Exercise requirements
The listing below should be written out exactly; please include all of it.
____________________
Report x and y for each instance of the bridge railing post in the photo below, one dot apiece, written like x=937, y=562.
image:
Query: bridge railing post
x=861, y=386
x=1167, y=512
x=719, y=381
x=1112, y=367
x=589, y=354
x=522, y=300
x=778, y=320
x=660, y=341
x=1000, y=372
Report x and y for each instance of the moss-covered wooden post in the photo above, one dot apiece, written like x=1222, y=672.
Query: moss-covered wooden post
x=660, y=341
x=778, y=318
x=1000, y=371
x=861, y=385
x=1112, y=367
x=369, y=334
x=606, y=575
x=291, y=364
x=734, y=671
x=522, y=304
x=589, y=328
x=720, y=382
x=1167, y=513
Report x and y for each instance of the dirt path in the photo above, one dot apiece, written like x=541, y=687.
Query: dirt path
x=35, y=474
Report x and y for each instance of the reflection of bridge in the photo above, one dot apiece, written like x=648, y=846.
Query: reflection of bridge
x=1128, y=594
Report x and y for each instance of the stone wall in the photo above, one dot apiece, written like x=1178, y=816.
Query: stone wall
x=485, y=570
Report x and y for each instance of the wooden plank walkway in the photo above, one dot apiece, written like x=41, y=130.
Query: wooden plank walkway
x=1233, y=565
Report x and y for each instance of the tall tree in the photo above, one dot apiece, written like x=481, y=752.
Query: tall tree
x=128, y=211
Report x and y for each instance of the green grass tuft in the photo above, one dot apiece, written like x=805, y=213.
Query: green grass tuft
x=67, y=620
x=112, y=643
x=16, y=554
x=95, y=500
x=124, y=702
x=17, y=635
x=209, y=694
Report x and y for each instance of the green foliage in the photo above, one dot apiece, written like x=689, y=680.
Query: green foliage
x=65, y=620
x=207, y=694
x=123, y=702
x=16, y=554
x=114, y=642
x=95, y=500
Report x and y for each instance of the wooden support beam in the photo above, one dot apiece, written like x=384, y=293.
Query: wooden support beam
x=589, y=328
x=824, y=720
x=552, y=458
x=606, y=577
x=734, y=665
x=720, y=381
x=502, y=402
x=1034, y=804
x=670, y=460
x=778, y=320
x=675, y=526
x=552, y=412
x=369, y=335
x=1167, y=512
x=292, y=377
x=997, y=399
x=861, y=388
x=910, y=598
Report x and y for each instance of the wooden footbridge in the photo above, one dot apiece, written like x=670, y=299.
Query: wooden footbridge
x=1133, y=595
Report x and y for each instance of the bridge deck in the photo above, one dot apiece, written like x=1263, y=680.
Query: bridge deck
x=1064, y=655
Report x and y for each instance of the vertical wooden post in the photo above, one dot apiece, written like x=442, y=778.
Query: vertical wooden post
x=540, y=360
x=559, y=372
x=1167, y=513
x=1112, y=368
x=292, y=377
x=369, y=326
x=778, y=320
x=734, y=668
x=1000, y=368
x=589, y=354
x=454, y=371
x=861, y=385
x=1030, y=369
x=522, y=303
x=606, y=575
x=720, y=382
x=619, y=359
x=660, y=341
____________________
Complete output
Report x and y for each instance of the bridge railing post in the photo below, one dot apiece, written like x=937, y=562.
image:
Query: bridge railing post
x=861, y=386
x=1167, y=512
x=719, y=381
x=1112, y=367
x=589, y=354
x=522, y=300
x=778, y=320
x=660, y=341
x=1000, y=372
Report x and y for each instance of the moss-covered wooden post in the photo above, one dot apiece, written like x=1222, y=672.
Query: moss-covered wooden post
x=660, y=341
x=778, y=318
x=1000, y=371
x=861, y=385
x=1112, y=367
x=369, y=334
x=606, y=575
x=291, y=364
x=734, y=671
x=522, y=304
x=589, y=328
x=720, y=382
x=1167, y=513
Report x and y for each instance of the dirt path in the photo above, one dot apiece, written like x=541, y=687.
Query: dirt path
x=35, y=474
Report x and y for each instance of the reflection of bridge in the photo above, one dot apiece, written like x=648, y=846.
Query: reflection of bridge
x=1128, y=594
Report x and y for each instance of the stone wall in the photo above, one dot apiece, written like x=1178, y=816.
Query: stone wall
x=485, y=570
Report x and y for each instance of the wooden plank walkway in the photo above, one dot apiece, written like x=41, y=130.
Query: wooden plank walkway
x=1233, y=565
Report x and y for each instance of the tall tree in the photo above, one dot apiece, written like x=481, y=752.
Query: tall tree
x=128, y=211
Report x and y for each instance of the green grass tuft in the photo above, one dot apiece, written like x=805, y=213.
Query: green grass tuft
x=67, y=620
x=112, y=643
x=16, y=554
x=95, y=500
x=124, y=702
x=17, y=635
x=209, y=694
Report x and y for each instance of the green foliage in the photo above, one dot apiece, written like x=689, y=680.
Query: green foliage
x=65, y=620
x=207, y=694
x=123, y=702
x=16, y=554
x=114, y=642
x=95, y=500
Report x and y for each instance of the wooden support beam in the photo above, one dot apiece, written like x=384, y=293.
Query: wooden support beam
x=589, y=328
x=824, y=720
x=552, y=458
x=606, y=577
x=734, y=665
x=720, y=381
x=502, y=402
x=1034, y=804
x=670, y=460
x=778, y=320
x=675, y=526
x=552, y=412
x=369, y=335
x=1167, y=512
x=292, y=377
x=997, y=399
x=861, y=388
x=910, y=598
Report x and y for each instance of the wooden footbridge in the photo above, one dot apiece, written like x=670, y=299.
Query: wooden footbridge
x=1133, y=595
Report x and y for each instance of the bridge deck in the photo above, one dot apiece, written like x=1263, y=680.
Query: bridge deck
x=1064, y=655
Report x and y for each instance of the vertical wooden post in the photo above, one dot apiece, written like x=442, y=778.
Query: vertical wooden post
x=540, y=360
x=559, y=372
x=1167, y=513
x=1112, y=368
x=292, y=377
x=369, y=326
x=778, y=320
x=734, y=668
x=1000, y=368
x=589, y=354
x=454, y=371
x=861, y=385
x=1030, y=369
x=522, y=303
x=606, y=575
x=720, y=382
x=619, y=359
x=660, y=341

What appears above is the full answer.